**WHAT IS NEEDED**
Using the records below, quote only the span that opens with the line containing "125L433 126L437 121L427" and closes with the line containing "box: [0, 209, 62, 230]", exactly and inclusively.

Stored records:
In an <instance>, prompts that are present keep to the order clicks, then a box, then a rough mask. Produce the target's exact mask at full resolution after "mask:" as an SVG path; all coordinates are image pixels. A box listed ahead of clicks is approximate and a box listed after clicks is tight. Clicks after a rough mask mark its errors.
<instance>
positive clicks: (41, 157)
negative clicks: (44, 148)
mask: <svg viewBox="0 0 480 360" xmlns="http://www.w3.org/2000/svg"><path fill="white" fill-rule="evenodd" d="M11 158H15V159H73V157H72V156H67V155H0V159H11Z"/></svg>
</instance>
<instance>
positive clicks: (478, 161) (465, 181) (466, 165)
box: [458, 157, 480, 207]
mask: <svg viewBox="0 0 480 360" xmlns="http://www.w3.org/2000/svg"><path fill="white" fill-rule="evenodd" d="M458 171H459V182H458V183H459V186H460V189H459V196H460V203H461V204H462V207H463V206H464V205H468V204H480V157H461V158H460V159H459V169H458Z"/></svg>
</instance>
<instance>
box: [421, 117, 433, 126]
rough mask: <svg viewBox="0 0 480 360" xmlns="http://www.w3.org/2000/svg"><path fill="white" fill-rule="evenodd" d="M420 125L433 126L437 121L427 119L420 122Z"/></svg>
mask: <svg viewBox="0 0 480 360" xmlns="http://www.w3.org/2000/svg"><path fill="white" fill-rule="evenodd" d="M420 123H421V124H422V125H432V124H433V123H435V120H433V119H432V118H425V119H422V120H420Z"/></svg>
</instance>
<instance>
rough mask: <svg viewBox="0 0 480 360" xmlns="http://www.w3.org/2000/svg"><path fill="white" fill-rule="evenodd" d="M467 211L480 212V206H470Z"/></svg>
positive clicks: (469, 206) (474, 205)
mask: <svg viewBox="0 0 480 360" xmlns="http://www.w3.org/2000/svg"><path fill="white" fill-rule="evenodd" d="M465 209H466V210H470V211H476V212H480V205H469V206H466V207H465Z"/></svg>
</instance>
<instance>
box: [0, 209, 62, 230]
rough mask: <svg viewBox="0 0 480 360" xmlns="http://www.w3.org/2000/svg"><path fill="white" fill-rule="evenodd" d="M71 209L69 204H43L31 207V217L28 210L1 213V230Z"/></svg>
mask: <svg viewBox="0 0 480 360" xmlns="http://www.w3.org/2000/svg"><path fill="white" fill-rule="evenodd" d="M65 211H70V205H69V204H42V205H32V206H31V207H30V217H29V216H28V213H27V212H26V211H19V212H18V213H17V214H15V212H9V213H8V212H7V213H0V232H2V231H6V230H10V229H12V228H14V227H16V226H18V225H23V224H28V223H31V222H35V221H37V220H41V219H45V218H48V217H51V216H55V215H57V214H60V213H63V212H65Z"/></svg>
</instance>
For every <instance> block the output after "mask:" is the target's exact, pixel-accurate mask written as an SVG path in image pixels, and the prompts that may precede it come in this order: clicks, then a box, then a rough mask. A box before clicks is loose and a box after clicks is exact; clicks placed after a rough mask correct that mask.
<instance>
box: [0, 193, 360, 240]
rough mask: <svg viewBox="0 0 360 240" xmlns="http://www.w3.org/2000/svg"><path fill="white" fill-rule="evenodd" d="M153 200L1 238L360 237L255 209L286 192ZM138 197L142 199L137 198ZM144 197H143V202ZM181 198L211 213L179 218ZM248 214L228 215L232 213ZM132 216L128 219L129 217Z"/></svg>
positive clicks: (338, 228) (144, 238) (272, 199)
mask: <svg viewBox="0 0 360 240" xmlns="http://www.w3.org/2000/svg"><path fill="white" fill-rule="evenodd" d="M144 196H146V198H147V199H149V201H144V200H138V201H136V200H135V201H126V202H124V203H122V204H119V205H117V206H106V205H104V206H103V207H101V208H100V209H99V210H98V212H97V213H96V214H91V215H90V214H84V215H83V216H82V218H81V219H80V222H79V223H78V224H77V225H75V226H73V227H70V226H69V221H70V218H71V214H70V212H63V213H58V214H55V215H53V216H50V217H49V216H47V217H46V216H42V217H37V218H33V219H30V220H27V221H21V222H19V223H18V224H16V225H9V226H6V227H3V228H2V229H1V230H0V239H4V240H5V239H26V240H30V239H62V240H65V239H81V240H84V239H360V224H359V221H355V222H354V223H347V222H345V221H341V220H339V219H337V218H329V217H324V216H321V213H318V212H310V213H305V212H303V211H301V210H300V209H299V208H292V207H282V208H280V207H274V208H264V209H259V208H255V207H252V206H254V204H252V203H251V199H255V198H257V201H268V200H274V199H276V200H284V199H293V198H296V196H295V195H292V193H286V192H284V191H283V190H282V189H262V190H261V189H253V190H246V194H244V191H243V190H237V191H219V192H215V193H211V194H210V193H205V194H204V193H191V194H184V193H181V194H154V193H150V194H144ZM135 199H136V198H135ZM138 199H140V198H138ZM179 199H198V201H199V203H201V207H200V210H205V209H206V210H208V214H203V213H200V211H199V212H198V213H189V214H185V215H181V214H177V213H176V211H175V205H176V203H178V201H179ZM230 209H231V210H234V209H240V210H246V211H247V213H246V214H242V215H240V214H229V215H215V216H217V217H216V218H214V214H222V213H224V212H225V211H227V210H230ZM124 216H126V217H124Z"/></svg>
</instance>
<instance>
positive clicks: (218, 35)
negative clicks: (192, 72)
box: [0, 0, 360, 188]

**TASK OUTPUT**
rough mask: <svg viewBox="0 0 480 360" xmlns="http://www.w3.org/2000/svg"><path fill="white" fill-rule="evenodd" d="M420 125L433 126L437 121L427 119L420 122Z"/></svg>
mask: <svg viewBox="0 0 480 360" xmlns="http://www.w3.org/2000/svg"><path fill="white" fill-rule="evenodd" d="M420 123H421V124H422V125H432V124H433V123H435V120H433V119H432V118H425V119H422V120H420Z"/></svg>
</instance>
<instance>
rough mask: <svg viewBox="0 0 480 360" xmlns="http://www.w3.org/2000/svg"><path fill="white" fill-rule="evenodd" d="M467 211L480 212V206H470Z"/></svg>
positive clicks: (469, 206) (474, 205)
mask: <svg viewBox="0 0 480 360" xmlns="http://www.w3.org/2000/svg"><path fill="white" fill-rule="evenodd" d="M465 209H466V210H470V211H476V212H480V205H469V206H466V207H465Z"/></svg>
</instance>
<instance>
box: [0, 209, 62, 230]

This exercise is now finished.